- **GIVEN REQUEST**
Starting at the line that contains "Objective: a point on each instance of the deer's right" and ending at the last line of the items, write out every line again. Shift each coordinate pair by adding 75 to both the x and the y value, and leave all other lines unchanged.

- **RECORDS FOR THE EXERCISE**
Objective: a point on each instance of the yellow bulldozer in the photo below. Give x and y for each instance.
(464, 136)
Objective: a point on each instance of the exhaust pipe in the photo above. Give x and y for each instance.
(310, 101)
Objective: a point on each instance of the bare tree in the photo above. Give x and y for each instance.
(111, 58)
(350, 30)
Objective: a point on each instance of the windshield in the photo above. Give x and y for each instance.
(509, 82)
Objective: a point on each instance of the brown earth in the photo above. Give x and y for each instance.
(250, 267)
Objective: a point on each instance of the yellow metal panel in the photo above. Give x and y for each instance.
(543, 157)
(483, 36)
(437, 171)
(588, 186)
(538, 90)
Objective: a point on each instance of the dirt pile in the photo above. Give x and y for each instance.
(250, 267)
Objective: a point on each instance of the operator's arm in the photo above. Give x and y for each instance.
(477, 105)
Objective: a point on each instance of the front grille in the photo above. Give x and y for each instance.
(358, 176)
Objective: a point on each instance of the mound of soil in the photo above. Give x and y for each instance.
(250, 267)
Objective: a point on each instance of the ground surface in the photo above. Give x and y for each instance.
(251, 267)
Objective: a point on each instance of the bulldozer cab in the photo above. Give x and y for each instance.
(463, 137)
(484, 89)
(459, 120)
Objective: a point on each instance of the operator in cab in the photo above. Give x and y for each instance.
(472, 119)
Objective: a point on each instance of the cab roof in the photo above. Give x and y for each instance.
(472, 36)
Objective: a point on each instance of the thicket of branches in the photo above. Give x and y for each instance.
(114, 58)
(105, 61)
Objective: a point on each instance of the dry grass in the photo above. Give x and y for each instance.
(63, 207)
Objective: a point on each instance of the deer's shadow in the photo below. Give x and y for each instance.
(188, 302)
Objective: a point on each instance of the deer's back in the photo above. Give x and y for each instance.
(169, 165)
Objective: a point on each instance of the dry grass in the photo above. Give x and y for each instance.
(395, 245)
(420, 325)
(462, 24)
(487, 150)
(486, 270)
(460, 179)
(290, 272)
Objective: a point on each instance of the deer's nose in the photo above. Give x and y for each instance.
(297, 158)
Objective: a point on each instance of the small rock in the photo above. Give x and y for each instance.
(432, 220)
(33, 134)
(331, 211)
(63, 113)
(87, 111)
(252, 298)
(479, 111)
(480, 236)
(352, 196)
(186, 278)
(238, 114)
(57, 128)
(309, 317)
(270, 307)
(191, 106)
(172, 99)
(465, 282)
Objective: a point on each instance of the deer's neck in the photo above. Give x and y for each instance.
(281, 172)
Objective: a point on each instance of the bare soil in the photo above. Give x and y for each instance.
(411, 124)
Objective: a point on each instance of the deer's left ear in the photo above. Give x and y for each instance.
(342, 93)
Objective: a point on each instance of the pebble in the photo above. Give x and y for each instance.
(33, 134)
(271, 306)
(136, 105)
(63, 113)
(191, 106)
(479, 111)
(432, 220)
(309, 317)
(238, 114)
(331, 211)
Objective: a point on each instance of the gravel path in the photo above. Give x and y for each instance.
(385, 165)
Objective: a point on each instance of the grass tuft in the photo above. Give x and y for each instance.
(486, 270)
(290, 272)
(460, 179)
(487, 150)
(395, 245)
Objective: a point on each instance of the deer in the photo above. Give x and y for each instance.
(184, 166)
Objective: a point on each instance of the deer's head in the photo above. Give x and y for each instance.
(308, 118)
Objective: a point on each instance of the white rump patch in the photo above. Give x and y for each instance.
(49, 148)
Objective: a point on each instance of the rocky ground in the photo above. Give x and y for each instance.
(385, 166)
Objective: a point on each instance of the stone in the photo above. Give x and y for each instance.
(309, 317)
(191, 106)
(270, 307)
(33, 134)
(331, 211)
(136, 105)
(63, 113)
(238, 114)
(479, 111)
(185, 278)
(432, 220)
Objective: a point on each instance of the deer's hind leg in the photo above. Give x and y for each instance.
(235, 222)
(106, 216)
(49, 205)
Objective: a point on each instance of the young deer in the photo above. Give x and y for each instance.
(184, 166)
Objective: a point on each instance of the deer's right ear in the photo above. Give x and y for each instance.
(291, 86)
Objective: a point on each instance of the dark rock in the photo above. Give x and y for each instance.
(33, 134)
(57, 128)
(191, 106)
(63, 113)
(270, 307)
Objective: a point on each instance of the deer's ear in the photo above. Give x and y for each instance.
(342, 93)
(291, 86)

- **RESULT OF THE EXERCISE**
Objective: a point on each instance of the deer's right ear in the photo above. Give x and y for each instance.
(366, 161)
Objective: a point on each instance of the dark rock in the photo above. Give x and y for each instance.
(108, 209)
(132, 203)
(266, 181)
(138, 188)
(345, 382)
Objective: a point on each instance of the deer's ear in the photo above. Give x and y for each instance.
(417, 168)
(366, 161)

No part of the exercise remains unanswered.